(Aim): Rescale the part of the listing that opens with the line containing "In this exercise you will mark each instance of the cactus" and runs through the end of the listing, both ends included: write out every line, requests too, with each point coordinate in the answers multiplied by 1.3 and rounded to a whole number (halves round up). Leave the pictures out.

(Recorded data):
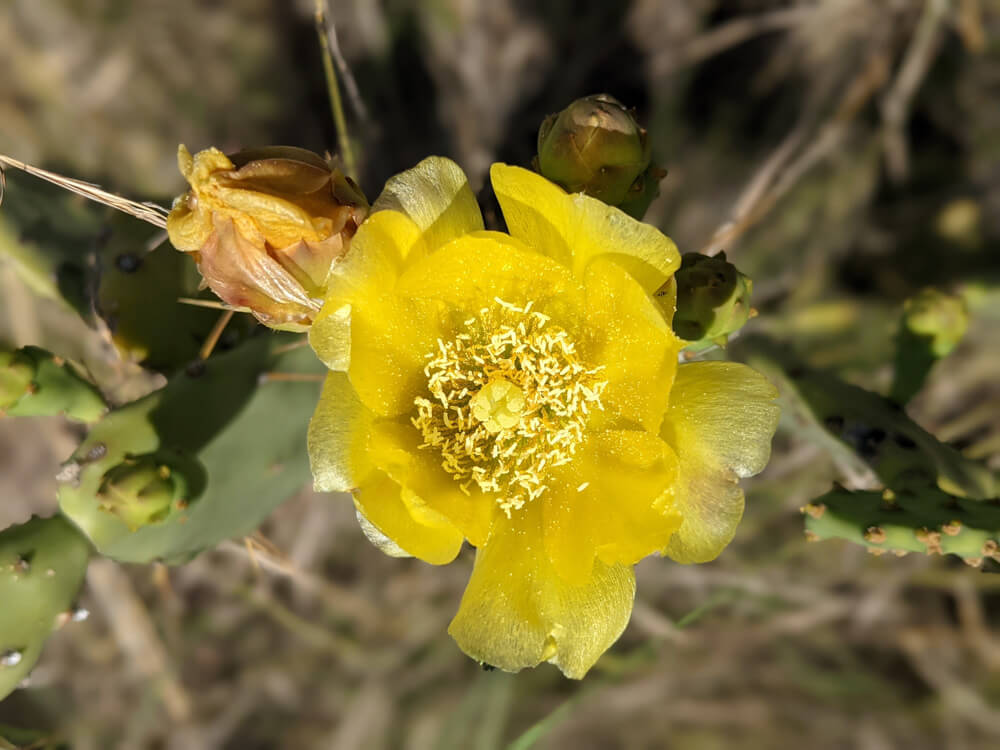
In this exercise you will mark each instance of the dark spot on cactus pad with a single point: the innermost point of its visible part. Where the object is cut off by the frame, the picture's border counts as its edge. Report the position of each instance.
(834, 423)
(96, 453)
(128, 262)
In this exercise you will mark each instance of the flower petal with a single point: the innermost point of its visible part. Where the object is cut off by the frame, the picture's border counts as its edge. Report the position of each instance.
(395, 449)
(436, 195)
(364, 275)
(405, 519)
(470, 272)
(338, 437)
(518, 612)
(628, 336)
(575, 229)
(609, 503)
(720, 422)
(240, 274)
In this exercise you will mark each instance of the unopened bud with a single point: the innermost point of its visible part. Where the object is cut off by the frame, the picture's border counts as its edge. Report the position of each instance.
(713, 298)
(595, 146)
(16, 373)
(141, 490)
(265, 227)
(938, 317)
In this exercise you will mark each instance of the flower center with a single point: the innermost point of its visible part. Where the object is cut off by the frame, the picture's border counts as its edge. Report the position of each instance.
(508, 400)
(498, 405)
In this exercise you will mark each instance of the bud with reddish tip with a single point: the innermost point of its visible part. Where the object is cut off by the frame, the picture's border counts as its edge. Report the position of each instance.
(265, 226)
(595, 146)
(713, 299)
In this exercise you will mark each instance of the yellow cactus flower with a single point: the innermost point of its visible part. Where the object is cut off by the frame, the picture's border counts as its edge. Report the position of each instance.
(521, 392)
(265, 226)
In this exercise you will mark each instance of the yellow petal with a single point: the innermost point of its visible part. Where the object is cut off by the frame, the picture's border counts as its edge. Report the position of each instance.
(628, 335)
(390, 341)
(720, 422)
(395, 449)
(366, 273)
(390, 509)
(575, 229)
(470, 272)
(436, 195)
(380, 337)
(338, 437)
(517, 612)
(609, 503)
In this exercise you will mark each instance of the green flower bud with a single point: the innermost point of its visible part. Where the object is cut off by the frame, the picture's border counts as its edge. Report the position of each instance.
(713, 299)
(595, 146)
(938, 317)
(142, 490)
(16, 374)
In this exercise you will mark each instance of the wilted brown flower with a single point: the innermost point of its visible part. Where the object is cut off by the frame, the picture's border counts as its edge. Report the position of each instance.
(265, 226)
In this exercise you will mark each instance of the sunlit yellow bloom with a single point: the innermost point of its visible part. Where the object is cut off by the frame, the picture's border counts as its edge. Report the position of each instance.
(521, 391)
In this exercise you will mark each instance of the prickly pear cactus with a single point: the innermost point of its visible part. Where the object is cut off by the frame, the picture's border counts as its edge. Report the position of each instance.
(42, 564)
(137, 298)
(926, 520)
(204, 459)
(34, 382)
(868, 427)
(49, 235)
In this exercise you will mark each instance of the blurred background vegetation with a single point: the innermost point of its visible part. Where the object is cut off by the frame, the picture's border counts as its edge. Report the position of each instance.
(844, 153)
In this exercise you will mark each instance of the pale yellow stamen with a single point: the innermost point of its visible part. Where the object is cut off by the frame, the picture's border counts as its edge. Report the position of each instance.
(498, 405)
(507, 400)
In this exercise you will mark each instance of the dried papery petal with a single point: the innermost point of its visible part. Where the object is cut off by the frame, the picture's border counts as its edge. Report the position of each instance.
(265, 227)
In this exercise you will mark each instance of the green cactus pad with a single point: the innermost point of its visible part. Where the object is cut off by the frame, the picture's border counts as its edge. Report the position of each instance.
(42, 564)
(868, 429)
(927, 521)
(235, 445)
(55, 387)
(137, 299)
(48, 233)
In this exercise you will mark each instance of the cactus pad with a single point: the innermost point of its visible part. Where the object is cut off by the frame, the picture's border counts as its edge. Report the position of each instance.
(42, 563)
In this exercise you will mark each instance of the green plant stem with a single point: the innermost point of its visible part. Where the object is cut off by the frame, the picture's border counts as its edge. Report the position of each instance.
(333, 89)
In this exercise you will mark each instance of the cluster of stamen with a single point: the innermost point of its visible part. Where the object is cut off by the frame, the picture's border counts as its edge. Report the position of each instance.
(508, 401)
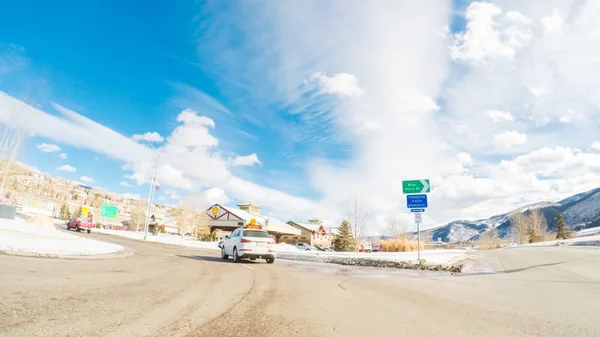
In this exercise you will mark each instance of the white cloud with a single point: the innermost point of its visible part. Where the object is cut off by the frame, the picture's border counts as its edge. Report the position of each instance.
(44, 147)
(150, 136)
(568, 117)
(552, 23)
(125, 184)
(342, 84)
(465, 159)
(509, 138)
(518, 17)
(483, 40)
(66, 168)
(396, 81)
(500, 116)
(245, 160)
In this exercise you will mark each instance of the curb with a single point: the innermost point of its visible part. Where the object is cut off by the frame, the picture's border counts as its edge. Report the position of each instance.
(124, 253)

(Solution to this task):
In this exercise you will mark each instance of the cactus pad with a single point: the innermost point of its visible part. Where the object is cut off by the frame, the picture's border counts as its edge. Report the position of each instance.
(55, 732)
In this exercise you will mark each instance of the green plant stem with a single point: the innermost point of its visible part. Where the object is cut off by the frame, the picture's border counts as its edge. Report the position of each instance.
(433, 116)
In this exercise you will mark each instance of the cluster of stamen with a single point: the innermost point of its visible part. Where the object is cut off by the frame, the picture's border counts as its edge. Report the position of each instance.
(660, 521)
In this exercise you will mark each instance of the white cloud with a single point: the innermost point of its visible part. Where the object is cut off by the frame, the picture's border counts as its edge. Report the position of each instance.
(57, 191)
(195, 177)
(738, 152)
(718, 30)
(163, 239)
(445, 109)
(605, 207)
(662, 179)
(673, 22)
(628, 52)
(86, 218)
(515, 105)
(650, 151)
(319, 208)
In this exercise you will mark each instance of the curb with a single point: the innermost point of its visible part. Where the object is cut off by the frame, the picture's border counts as its edge. Report the position of each instance.
(161, 329)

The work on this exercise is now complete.